**WRITTEN TASK:** Return every line below that contains the word "wooden". Case counts, so match capital and small letters exactly.

**SUPPLIED INFORMATION:**
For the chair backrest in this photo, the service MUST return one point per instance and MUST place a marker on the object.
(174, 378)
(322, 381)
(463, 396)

* * *

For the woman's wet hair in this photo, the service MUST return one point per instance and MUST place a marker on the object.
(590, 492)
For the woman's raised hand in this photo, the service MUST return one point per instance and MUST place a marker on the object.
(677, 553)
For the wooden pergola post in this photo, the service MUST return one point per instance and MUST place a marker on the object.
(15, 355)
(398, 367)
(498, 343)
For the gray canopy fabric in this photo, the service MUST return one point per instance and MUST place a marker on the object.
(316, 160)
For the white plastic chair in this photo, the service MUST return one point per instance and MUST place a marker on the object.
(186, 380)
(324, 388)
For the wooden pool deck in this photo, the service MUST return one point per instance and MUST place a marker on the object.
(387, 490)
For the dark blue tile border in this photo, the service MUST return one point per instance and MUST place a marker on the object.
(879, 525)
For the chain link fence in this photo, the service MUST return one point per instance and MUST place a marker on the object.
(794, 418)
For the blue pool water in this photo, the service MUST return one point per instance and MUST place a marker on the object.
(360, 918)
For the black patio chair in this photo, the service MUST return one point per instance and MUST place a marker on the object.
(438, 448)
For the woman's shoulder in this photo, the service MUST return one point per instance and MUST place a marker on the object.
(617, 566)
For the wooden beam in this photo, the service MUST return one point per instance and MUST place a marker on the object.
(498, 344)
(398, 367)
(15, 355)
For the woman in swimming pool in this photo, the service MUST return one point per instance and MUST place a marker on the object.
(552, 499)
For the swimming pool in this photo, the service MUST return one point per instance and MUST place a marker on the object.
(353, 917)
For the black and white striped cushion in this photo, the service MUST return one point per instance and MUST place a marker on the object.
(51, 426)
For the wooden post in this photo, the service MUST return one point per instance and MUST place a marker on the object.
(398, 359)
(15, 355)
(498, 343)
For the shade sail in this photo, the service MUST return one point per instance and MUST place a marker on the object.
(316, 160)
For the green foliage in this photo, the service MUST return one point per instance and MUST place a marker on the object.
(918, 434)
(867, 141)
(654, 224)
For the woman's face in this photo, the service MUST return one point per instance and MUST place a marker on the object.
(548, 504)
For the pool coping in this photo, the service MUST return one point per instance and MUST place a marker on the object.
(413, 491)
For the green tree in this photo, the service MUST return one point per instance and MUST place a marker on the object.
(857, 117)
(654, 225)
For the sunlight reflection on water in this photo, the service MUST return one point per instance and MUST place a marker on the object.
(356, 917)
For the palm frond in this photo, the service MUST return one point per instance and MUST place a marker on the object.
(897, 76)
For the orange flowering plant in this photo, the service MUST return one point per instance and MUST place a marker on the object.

**EXPECTED ANSWER:**
For the wooden pergola post in this photo, the service MUST return one point per instance and MUST place a marker on the object.
For the wooden pool deck in this photo, the service MUST return one point per instance and MUST place a marker on the object.
For the wooden beam in this photo, the service MUST return one point per instance and MUST place a marker on the object.
For the wooden post in this photo, the service MUST return one point per instance and MUST place a marker on the object.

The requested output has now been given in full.